:: Challenges ::
a: Translate this sentence from the thread about a first bow into Spanish: "The biggest recommendation is to have her go try one before you buy it."
b: Return the thread about a first bow word for word, starting at "## Tributeman72 (Jul" and ending at "(Oct 18, 2010)".

:: Quoted passage ::
# 1st bow for my 9yr old daughter



## Tributeman72 (Jul 25, 2009)

I am looking to get my daughter her first bow, she just turned 9. I have looked at different bows and really prefer the Razor Edge or the Apprentice but am worried she wont be able to draw either of them. Does anybody have experience as to whether or not a 9 yr old girl can pull 15-20 lbs? I'd love to take her into the shop to try but the closest pro shop is an hour and a half away. BTW, she is a little bigger than average height wise and pretty strong. She beats up on her 16 yr old brother all the time.

Thank you for any advice


----------



## retrieverfishin (Oct 18, 2010)

She shouldn't have any problem. I had boys that both had (getting rid of one now) 30-60lb razor edge's and they had no problems growing with them. I would bet she could draw 30lbs easy.


----------



## Sighting In (Feb 5, 2009)

retrieverfishin said:


> She shouldn't have any problem. I had boys that both had (getting rid of one now) 30-60lb razor edge's and they had no problems growing with them. I would bet she could draw 30lbs easy.


I would actually tend to disagree. We sell a LOT of Razors Edge bows to the kids in our program. It is great little bow and there is a reason they move so fast. The biggest recommendation is to have her go try one before you buy it. See if she likes the feel of it, and if she even can draw it before you go spend the money. If you can't do that, then get the 15-30 lb limbs to start with. It's not unusual for girls that young to only be able to draw like 20 lbs. If you get the smaller limbs, you are almost guaranteed that she will be able to shoot it, and when she works her way up it's not hard or expensive to upgrade to the 30-60 lb limbs.

:: Record set ::
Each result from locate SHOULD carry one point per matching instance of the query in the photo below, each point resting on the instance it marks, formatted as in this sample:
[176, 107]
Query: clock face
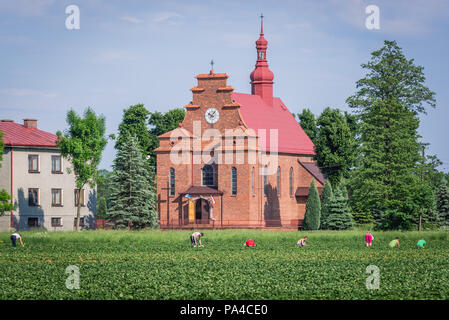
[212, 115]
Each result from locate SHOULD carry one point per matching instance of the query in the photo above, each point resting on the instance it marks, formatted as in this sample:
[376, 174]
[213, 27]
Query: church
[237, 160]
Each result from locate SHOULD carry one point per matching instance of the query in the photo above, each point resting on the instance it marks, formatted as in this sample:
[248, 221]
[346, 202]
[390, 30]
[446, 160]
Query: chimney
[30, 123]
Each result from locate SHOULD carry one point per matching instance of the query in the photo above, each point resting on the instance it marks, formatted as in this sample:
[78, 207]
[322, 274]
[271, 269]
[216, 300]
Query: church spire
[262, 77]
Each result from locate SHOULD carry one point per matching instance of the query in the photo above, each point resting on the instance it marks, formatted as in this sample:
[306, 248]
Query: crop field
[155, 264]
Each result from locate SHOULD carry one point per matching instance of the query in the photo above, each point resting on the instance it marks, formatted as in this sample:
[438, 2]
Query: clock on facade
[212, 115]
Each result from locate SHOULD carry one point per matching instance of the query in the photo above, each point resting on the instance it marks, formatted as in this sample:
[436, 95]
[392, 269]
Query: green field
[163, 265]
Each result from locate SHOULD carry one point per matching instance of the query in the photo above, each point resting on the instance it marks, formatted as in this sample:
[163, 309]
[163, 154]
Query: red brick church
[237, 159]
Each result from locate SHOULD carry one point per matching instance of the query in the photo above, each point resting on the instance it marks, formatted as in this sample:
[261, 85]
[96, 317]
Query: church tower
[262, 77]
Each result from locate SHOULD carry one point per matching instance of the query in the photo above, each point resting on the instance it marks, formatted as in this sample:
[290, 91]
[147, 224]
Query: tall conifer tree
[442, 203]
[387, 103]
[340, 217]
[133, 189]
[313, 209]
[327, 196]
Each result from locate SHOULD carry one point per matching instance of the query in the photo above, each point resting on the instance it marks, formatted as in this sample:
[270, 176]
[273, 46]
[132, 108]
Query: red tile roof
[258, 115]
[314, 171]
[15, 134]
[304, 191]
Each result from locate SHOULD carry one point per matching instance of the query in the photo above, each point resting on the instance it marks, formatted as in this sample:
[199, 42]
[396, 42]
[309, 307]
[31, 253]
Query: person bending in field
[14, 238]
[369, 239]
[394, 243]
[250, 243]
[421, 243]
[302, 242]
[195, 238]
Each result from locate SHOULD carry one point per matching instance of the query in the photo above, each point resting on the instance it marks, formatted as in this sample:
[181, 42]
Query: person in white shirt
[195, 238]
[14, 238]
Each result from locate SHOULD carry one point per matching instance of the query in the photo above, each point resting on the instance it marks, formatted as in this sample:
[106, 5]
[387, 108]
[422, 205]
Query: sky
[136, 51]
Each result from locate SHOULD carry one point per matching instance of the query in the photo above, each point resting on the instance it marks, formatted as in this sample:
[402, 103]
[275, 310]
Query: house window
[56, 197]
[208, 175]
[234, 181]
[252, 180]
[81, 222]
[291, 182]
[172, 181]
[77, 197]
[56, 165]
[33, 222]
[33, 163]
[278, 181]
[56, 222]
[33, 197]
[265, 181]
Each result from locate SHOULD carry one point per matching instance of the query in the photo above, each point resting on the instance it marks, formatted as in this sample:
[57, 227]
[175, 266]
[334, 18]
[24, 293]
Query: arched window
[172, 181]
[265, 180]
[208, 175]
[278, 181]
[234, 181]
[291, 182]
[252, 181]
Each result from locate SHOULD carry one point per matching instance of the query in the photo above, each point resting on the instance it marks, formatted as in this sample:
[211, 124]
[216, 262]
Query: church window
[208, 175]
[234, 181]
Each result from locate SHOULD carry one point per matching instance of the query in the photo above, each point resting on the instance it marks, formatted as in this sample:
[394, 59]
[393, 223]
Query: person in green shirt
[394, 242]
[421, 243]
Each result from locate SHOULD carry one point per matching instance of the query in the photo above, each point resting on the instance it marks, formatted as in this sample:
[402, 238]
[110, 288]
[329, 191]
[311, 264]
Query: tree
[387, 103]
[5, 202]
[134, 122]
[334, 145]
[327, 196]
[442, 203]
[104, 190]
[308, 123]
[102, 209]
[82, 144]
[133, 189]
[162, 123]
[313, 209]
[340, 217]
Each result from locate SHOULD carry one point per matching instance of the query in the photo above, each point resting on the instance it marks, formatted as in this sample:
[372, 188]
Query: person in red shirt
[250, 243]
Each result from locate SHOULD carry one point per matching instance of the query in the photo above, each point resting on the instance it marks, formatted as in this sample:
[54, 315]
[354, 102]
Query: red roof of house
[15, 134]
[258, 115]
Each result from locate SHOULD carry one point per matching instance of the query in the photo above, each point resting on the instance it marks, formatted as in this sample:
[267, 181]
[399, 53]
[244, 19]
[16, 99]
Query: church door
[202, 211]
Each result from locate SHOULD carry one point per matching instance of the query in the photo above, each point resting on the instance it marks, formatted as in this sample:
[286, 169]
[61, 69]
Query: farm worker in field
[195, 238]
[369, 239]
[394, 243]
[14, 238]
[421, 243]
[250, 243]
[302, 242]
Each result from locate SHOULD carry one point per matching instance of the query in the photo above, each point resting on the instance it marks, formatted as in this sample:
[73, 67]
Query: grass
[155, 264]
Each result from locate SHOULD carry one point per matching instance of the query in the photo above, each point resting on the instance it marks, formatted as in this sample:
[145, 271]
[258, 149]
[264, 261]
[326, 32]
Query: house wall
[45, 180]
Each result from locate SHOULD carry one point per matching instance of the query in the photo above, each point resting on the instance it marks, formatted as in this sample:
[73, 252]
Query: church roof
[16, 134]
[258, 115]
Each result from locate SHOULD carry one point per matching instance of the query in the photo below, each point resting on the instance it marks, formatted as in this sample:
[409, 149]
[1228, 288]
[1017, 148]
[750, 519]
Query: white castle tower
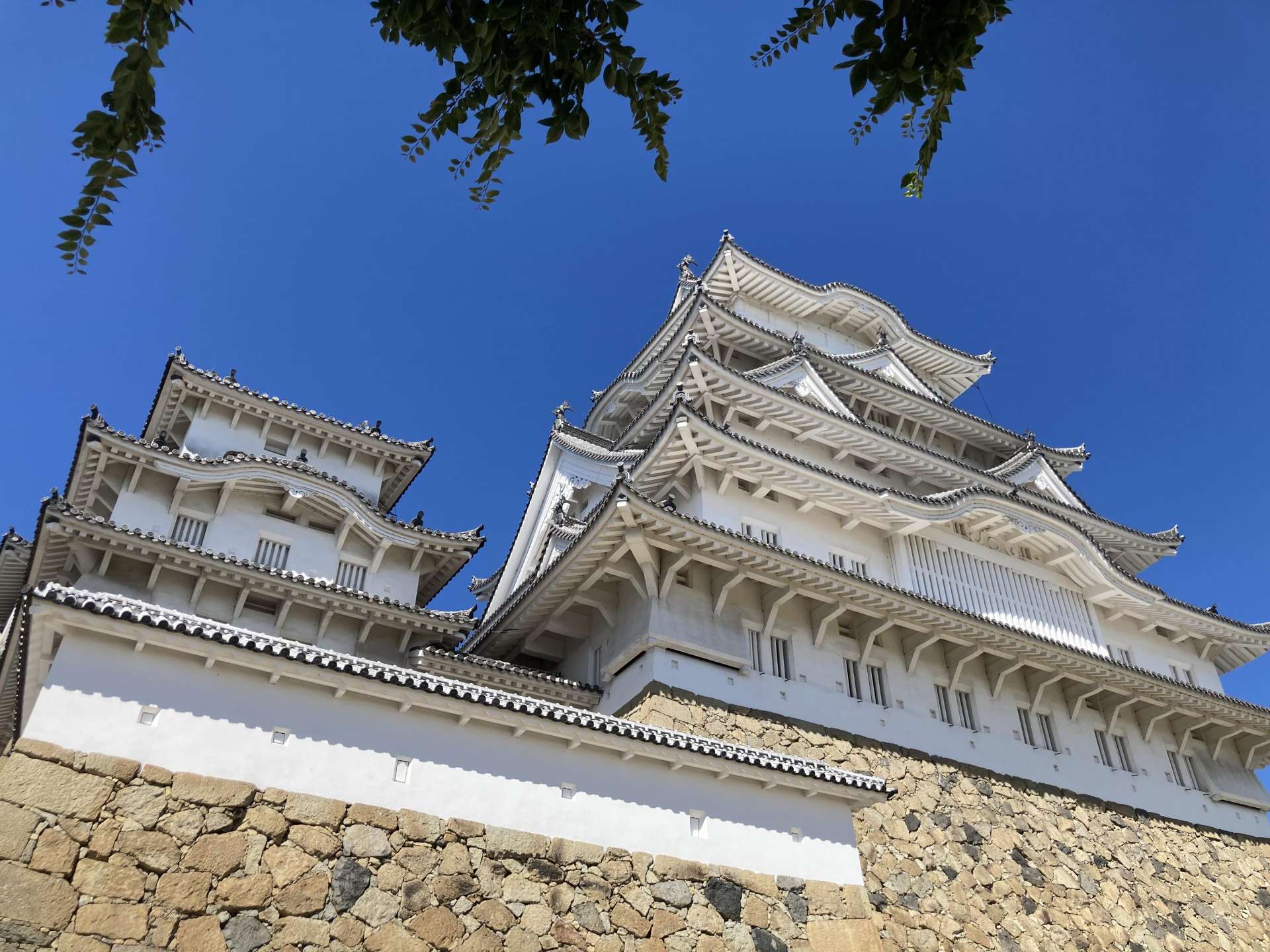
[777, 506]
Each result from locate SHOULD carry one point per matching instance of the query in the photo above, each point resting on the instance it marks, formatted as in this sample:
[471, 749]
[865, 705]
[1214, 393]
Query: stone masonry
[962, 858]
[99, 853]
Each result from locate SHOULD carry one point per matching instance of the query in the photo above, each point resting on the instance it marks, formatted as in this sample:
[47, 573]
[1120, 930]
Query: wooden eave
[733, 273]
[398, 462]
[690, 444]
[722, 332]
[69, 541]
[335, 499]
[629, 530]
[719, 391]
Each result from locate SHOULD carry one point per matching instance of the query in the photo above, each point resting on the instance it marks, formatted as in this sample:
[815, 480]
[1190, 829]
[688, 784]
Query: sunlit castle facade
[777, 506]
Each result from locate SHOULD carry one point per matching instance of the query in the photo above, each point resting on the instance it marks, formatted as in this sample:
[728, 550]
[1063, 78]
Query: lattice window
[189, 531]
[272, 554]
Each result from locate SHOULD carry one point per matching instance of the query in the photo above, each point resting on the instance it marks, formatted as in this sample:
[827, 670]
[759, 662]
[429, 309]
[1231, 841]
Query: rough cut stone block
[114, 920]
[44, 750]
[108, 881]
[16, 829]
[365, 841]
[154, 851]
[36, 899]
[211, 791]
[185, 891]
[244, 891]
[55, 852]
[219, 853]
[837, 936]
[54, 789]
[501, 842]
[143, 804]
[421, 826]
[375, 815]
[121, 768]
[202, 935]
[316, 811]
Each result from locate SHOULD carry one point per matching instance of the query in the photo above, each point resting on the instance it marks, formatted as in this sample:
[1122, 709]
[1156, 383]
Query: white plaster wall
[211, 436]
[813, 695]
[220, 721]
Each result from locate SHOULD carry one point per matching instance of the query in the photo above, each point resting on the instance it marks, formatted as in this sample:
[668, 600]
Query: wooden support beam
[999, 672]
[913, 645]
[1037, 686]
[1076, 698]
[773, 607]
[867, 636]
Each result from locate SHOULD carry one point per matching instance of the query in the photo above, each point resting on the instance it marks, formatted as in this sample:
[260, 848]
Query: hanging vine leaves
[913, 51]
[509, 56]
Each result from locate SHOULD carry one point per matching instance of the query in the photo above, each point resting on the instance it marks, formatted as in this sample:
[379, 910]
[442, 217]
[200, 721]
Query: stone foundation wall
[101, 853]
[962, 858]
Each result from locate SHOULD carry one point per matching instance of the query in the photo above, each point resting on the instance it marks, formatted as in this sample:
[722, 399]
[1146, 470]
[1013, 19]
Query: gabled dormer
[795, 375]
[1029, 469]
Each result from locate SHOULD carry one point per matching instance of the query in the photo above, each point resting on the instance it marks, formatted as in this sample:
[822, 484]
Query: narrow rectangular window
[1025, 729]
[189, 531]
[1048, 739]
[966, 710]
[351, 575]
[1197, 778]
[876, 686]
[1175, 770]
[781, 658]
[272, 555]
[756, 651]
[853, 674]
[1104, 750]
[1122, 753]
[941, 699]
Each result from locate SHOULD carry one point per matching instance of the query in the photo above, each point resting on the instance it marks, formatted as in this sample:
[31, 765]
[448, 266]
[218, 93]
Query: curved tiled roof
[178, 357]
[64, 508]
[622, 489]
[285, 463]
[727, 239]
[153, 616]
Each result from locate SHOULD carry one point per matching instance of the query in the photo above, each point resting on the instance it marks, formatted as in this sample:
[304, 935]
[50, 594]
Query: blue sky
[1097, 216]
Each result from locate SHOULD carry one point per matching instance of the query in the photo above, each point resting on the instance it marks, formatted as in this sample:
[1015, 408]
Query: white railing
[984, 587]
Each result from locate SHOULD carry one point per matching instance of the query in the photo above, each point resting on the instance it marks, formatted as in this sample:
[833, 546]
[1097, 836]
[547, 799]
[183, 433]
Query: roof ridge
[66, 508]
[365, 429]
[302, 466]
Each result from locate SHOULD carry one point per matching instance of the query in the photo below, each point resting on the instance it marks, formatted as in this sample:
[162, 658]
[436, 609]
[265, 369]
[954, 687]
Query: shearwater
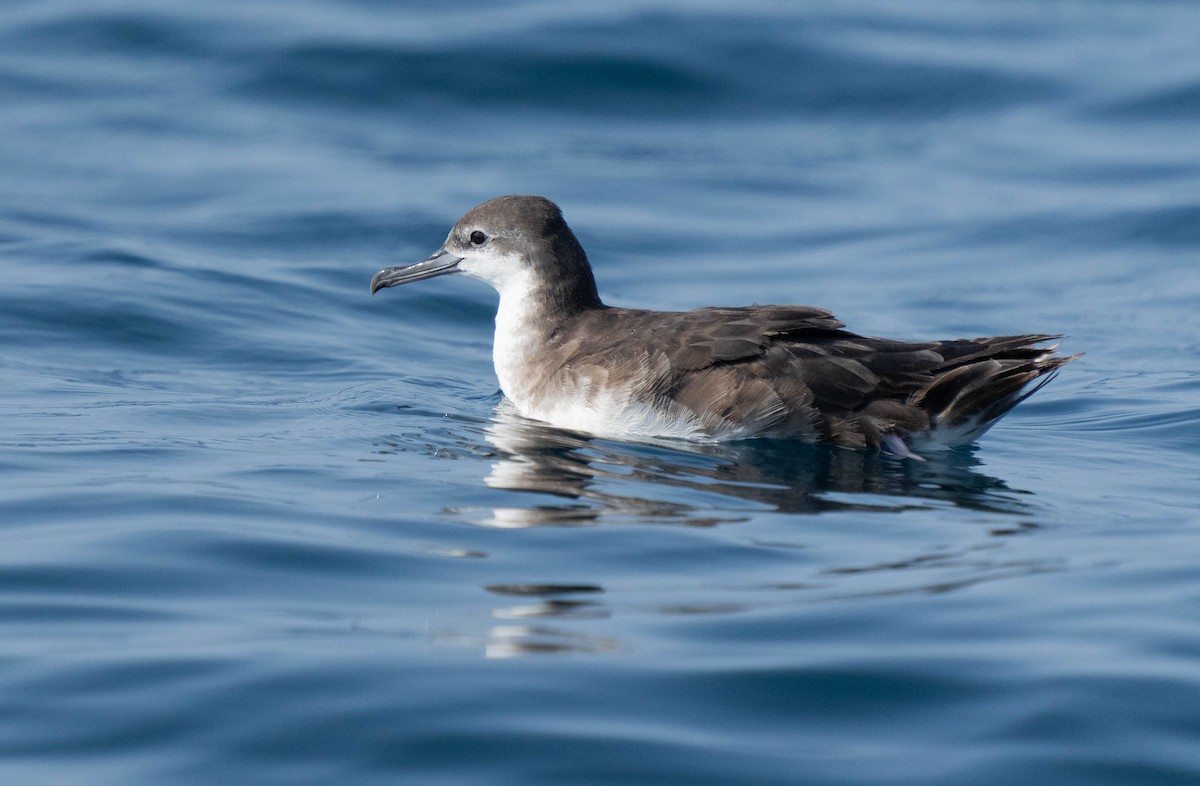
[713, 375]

:: Task-by-task answers ::
a: La mayor recomendación es que ella vaya a probar uno antes de que lo compres.

b:
## Tributeman72 (Jul 25, 2009)

I am looking to get my daughter her first bow, she just turned 9. I have looked at different bows and really prefer the Razor Edge or the Apprentice but am worried she wont be able to draw either of them. Does anybody have experience as to whether or not a 9 yr old girl can pull 15-20 lbs? I'd love to take her into the shop to try but the closest pro shop is an hour and a half away. BTW, she is a little bigger than average height wise and pretty strong. She beats up on her 16 yr old brother all the time.

Thank you for any advice


----------



## retrieverfishin (Oct 18, 2010)